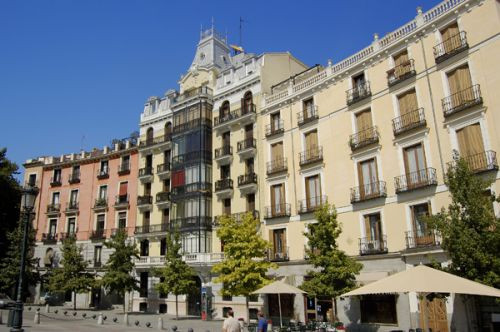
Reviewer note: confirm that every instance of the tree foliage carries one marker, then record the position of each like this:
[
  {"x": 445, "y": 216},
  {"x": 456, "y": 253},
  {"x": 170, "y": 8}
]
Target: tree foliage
[
  {"x": 118, "y": 276},
  {"x": 244, "y": 267},
  {"x": 10, "y": 198},
  {"x": 176, "y": 276},
  {"x": 72, "y": 275},
  {"x": 10, "y": 263},
  {"x": 469, "y": 230},
  {"x": 335, "y": 272}
]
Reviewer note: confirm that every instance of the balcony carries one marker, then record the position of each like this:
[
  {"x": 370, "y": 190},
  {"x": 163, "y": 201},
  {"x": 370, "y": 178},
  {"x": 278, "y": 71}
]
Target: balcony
[
  {"x": 224, "y": 155},
  {"x": 450, "y": 47},
  {"x": 481, "y": 162},
  {"x": 163, "y": 199},
  {"x": 422, "y": 239},
  {"x": 372, "y": 247},
  {"x": 358, "y": 93},
  {"x": 124, "y": 169},
  {"x": 191, "y": 224},
  {"x": 53, "y": 208},
  {"x": 247, "y": 148},
  {"x": 121, "y": 202},
  {"x": 55, "y": 181},
  {"x": 163, "y": 171},
  {"x": 239, "y": 117},
  {"x": 364, "y": 138},
  {"x": 103, "y": 173},
  {"x": 74, "y": 178},
  {"x": 100, "y": 204},
  {"x": 368, "y": 191},
  {"x": 307, "y": 115},
  {"x": 98, "y": 234},
  {"x": 462, "y": 100},
  {"x": 311, "y": 204},
  {"x": 144, "y": 202},
  {"x": 146, "y": 174},
  {"x": 224, "y": 188},
  {"x": 415, "y": 180},
  {"x": 409, "y": 121},
  {"x": 276, "y": 166},
  {"x": 311, "y": 156},
  {"x": 400, "y": 73},
  {"x": 277, "y": 211},
  {"x": 278, "y": 255},
  {"x": 247, "y": 183},
  {"x": 147, "y": 229},
  {"x": 71, "y": 207},
  {"x": 275, "y": 128}
]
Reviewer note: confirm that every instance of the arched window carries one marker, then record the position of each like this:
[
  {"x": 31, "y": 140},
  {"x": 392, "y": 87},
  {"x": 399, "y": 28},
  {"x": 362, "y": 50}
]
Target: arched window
[
  {"x": 149, "y": 136},
  {"x": 247, "y": 103},
  {"x": 224, "y": 110},
  {"x": 168, "y": 131}
]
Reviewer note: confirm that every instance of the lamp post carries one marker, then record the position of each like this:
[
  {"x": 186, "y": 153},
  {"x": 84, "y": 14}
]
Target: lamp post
[{"x": 29, "y": 194}]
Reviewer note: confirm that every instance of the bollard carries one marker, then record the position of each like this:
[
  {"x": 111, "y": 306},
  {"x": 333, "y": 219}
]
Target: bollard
[
  {"x": 99, "y": 319},
  {"x": 125, "y": 319},
  {"x": 160, "y": 323}
]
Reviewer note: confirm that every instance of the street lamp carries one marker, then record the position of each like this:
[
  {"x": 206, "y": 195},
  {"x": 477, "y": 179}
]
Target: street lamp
[{"x": 29, "y": 194}]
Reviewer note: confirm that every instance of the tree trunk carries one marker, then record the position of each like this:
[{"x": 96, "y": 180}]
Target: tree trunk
[{"x": 176, "y": 308}]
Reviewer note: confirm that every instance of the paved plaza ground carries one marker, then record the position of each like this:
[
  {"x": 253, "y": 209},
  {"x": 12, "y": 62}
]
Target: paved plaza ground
[{"x": 60, "y": 322}]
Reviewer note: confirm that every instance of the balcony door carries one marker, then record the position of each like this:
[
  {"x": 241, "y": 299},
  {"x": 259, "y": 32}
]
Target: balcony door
[
  {"x": 414, "y": 158},
  {"x": 313, "y": 192},
  {"x": 278, "y": 199},
  {"x": 460, "y": 83},
  {"x": 373, "y": 231},
  {"x": 368, "y": 178}
]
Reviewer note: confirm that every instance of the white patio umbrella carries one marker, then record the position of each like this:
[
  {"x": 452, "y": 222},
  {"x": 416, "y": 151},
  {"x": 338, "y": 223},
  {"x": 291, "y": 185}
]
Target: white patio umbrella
[
  {"x": 423, "y": 279},
  {"x": 279, "y": 287}
]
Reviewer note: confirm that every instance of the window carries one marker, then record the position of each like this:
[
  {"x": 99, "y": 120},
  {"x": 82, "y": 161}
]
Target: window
[
  {"x": 71, "y": 225},
  {"x": 100, "y": 222},
  {"x": 278, "y": 199},
  {"x": 378, "y": 309},
  {"x": 122, "y": 220},
  {"x": 97, "y": 256},
  {"x": 313, "y": 191}
]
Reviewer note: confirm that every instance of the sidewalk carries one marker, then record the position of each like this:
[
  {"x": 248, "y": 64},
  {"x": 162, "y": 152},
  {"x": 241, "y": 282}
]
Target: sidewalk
[{"x": 59, "y": 322}]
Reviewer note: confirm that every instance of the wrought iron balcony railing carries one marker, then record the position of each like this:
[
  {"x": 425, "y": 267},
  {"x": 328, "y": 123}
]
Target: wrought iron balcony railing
[
  {"x": 311, "y": 204},
  {"x": 368, "y": 191},
  {"x": 277, "y": 211},
  {"x": 409, "y": 121},
  {"x": 401, "y": 72},
  {"x": 313, "y": 155},
  {"x": 276, "y": 166},
  {"x": 275, "y": 128},
  {"x": 358, "y": 93},
  {"x": 421, "y": 239},
  {"x": 373, "y": 246},
  {"x": 414, "y": 180},
  {"x": 462, "y": 100},
  {"x": 451, "y": 46},
  {"x": 364, "y": 138},
  {"x": 307, "y": 115}
]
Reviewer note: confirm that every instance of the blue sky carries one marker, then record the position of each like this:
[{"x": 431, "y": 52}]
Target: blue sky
[{"x": 76, "y": 74}]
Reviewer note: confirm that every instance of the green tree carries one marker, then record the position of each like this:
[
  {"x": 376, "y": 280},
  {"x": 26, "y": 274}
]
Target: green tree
[
  {"x": 335, "y": 272},
  {"x": 9, "y": 264},
  {"x": 118, "y": 276},
  {"x": 176, "y": 276},
  {"x": 72, "y": 275},
  {"x": 470, "y": 232},
  {"x": 10, "y": 198},
  {"x": 244, "y": 267}
]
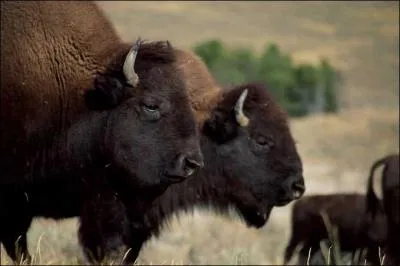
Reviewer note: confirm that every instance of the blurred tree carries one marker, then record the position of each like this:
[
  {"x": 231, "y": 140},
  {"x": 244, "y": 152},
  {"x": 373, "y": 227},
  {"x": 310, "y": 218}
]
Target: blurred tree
[{"x": 301, "y": 89}]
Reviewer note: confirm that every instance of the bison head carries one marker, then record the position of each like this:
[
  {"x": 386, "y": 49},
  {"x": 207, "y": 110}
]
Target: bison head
[
  {"x": 151, "y": 131},
  {"x": 257, "y": 152}
]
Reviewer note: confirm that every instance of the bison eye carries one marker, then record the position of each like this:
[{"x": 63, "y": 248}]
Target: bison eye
[
  {"x": 264, "y": 142},
  {"x": 151, "y": 111},
  {"x": 150, "y": 108}
]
○ ○ ○ ○ ○ ○ ○
● **REQUIREMENT**:
Copy the stretch from the line containing "Reviewer note: confirm that every instance of the blurred" through the end of the records, changing every "bison" to "buffalo" and leaving the rest as it is.

● **WORKED ANSWER**:
Reviewer note: confirm that every instance of the blurred tree carries one marker, then record the position of each like this:
[
  {"x": 231, "y": 140},
  {"x": 244, "y": 152},
  {"x": 373, "y": 227},
  {"x": 310, "y": 218}
]
Target: blurred tree
[{"x": 301, "y": 89}]
Reviewer note: confirm that every instance of the buffalo head carries one marker, then record the position of each like this:
[
  {"x": 386, "y": 49},
  {"x": 207, "y": 110}
]
Target: buffalo head
[
  {"x": 151, "y": 131},
  {"x": 257, "y": 152}
]
Reviewer note: confirm that every instance of the buffalo eye carries one marker, then record the position of each like this:
[{"x": 63, "y": 248}]
Target: buffalo eye
[
  {"x": 264, "y": 142},
  {"x": 151, "y": 111},
  {"x": 150, "y": 108}
]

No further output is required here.